begin TEXT PROVIDED

A method and means for (cold) isostatic pressing of burner membranes is in
itself described in the European patent application no. 88202616.4 of the
present applicant (and schematically illustrated in its FIG. 4). Analogous
to this method and in accordance with the invention (FIG. 2), the porous
sintered fiber mat is laid on a rigid base plate 11. A sheet 8 with
suitable raised ribs 9 in accordance with the desired groove pattern or
grid is pressed onto the surface of the mat However, small compressible
felt blocks 7 of desired thickness have been fitted between the ribs 9 for
the isostatic compression of the mat in order to form the waffles 5
between the grooves at the rib tops 10. It is of course also possible to
work in two steps, pressing isostatically over the whole surface first
before making grooves. Also, the small felt mat blocks and, hence, the
explicitly isostatic pressing treatment can be dispensed with as this
raises the cost of manufacture. Indeed, it is probable that the impression
(or drawing) of the grooves causes in itself a certain isostatic pressing
effect in the membrane. The pressure applied at the grooves can, indeed,
propagate inwards into the membrane where it compresses the most porous
zones further. This then results in a more uniform porosity through the
volume of the membrane waffles 5 between the compressed waffle walls
(boundary zones) 6 at the grooves 4 (see also arrows 17 in FIG. 4).

end TEXT PROVIDED

* _TASK LIST_:
• 1. List every part in the passage on pressing burner membranes that carries a single-digit reference numeral, giving each with its numeral.
• 2. Summarize the passage on pressing burner membranes in two sentences.
• 3. Continue the passage on pressing burner membranes from the point where it stops.

begin GIVEN RECORDS

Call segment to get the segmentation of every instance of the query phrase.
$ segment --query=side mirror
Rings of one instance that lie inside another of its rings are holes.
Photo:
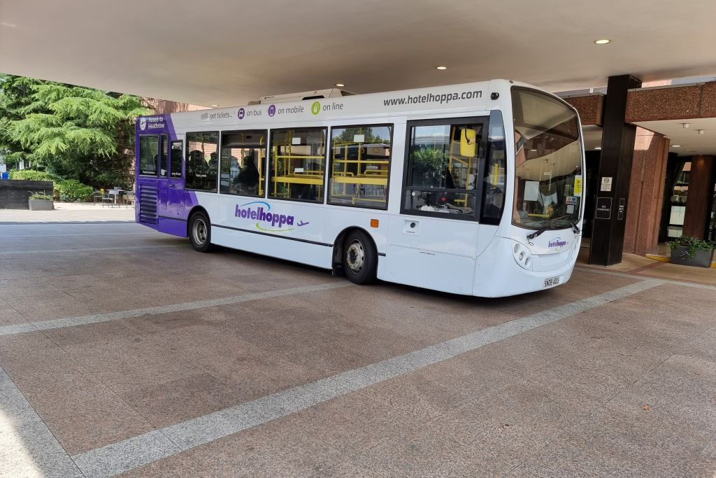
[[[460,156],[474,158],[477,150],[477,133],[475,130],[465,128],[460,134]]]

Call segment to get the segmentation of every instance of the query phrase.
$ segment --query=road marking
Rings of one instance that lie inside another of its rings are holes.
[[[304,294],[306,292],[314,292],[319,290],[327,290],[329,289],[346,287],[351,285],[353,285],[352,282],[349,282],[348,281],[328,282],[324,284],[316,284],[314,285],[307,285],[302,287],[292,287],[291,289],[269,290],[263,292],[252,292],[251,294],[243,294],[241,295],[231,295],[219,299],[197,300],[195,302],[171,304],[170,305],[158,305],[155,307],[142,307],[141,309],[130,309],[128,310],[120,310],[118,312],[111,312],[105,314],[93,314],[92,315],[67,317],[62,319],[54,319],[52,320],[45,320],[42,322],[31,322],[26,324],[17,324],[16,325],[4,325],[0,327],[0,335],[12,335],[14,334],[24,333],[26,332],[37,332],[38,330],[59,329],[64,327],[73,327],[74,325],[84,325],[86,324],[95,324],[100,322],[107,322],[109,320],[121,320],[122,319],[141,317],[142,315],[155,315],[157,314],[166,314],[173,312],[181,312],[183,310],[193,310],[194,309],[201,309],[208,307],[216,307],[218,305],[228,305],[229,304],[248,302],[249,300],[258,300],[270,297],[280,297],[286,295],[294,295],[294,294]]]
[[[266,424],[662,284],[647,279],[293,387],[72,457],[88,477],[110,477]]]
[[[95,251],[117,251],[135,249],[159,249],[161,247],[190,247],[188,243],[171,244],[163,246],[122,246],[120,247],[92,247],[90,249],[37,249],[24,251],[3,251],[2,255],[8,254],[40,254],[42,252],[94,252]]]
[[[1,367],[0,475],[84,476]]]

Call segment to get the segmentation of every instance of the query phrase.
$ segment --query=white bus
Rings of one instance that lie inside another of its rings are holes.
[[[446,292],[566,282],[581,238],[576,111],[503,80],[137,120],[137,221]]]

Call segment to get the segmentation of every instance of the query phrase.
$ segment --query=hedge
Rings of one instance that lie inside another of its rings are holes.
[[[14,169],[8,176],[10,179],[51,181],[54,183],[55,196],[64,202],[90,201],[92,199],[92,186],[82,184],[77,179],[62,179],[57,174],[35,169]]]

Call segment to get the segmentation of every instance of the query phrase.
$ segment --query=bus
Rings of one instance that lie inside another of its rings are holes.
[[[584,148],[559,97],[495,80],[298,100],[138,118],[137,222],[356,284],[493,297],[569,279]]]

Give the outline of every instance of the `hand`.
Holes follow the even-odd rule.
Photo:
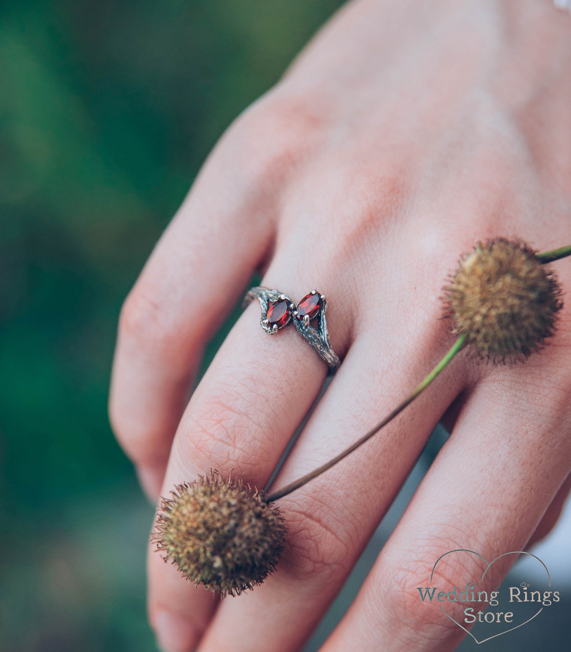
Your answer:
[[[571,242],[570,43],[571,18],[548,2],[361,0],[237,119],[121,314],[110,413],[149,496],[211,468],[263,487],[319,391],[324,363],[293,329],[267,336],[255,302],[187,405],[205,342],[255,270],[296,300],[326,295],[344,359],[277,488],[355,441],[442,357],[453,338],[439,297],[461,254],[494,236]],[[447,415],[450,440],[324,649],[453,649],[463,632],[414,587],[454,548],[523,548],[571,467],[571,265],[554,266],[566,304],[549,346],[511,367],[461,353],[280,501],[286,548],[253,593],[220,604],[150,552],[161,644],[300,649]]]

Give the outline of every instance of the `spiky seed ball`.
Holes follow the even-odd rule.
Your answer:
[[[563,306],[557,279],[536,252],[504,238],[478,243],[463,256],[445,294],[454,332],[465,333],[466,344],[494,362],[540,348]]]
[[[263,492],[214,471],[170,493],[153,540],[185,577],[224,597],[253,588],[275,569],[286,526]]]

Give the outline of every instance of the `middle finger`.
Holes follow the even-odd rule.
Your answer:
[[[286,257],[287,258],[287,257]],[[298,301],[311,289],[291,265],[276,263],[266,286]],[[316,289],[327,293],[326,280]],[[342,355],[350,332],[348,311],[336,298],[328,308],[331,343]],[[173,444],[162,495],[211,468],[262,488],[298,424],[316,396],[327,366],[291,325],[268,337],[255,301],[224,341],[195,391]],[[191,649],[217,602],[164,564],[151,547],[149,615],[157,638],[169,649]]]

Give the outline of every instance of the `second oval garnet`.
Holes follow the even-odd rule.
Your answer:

end GIVEN RECORDS

* _WRITTEN RESPONSES_:
• 1. sheet 8, raised ribs 9, felt blocks 7, waffles 5, waffle walls (boundary zones) 6, grooves 4

• 2. In the described method, a porous sintered fiber mat on a rigid base plate is pressed with a ribbed sheet to form grooves, and compressible felt blocks between the ribs isostatically compress the mat to form waffles between the grooves. The pressing can be done in two steps, or the felt blocks and explicit isostatic pressing can be dropped to save cost, since the groove impression probably propagates pressure inward and yields a more uniform porosity in the waffles.

• 3.
It has now been found that the grooves 4 and the adjacent compressed zones
6 form barriers near the membrane surface to cracks still formed and
advancing in one waffle 5. Indeed, the crack no longer propagates through
the compressed zone 6 to an adjacent waffle 5.
The nonwoven web of inorganic fibers, e.g. of metal fibers, can be made in
accordance with (or similar to) the method described in the U.S. Pat. No.
3,505,038 or U.S. Pat. No. 3,127,668. After the web is formed, it is
pressed and sintered in the known manner, whereby the crossing fibers
stick to each other in their contact points, forming a porous and rigid
fiber netting. For application as radiant burner membranes, an average
porosity of between 70 and 90%, in particular of between 80 and 85%, has
been found suitable. The accepted tolerance on the average value
preferably is 2%, plus or minus. If desired a sintered mixture of fibers
and metal powder can also be used for the membrane sheet.
As fibers with a good resistance against high temperatures, aluminium and
chromium containing metal fibers are particularly suitable, especially
those analogous to or corresponding to those described in the patents EP
157432 or in U.S. Pat. No. 4,139,376 or U.S. Pat. No. 4,094,673.
Preferably, the fiber diameter will be less than 50 micra, in particular
between 4 and 30 micra.
Before utilizing the sintered fiber mat as burner membrane for radiant
combustion, it is advisable to oxidise the mat beforehand in order that a
protective (inert) Al.sub.2 O.sub.3 layer be formed on the fiber surfaces.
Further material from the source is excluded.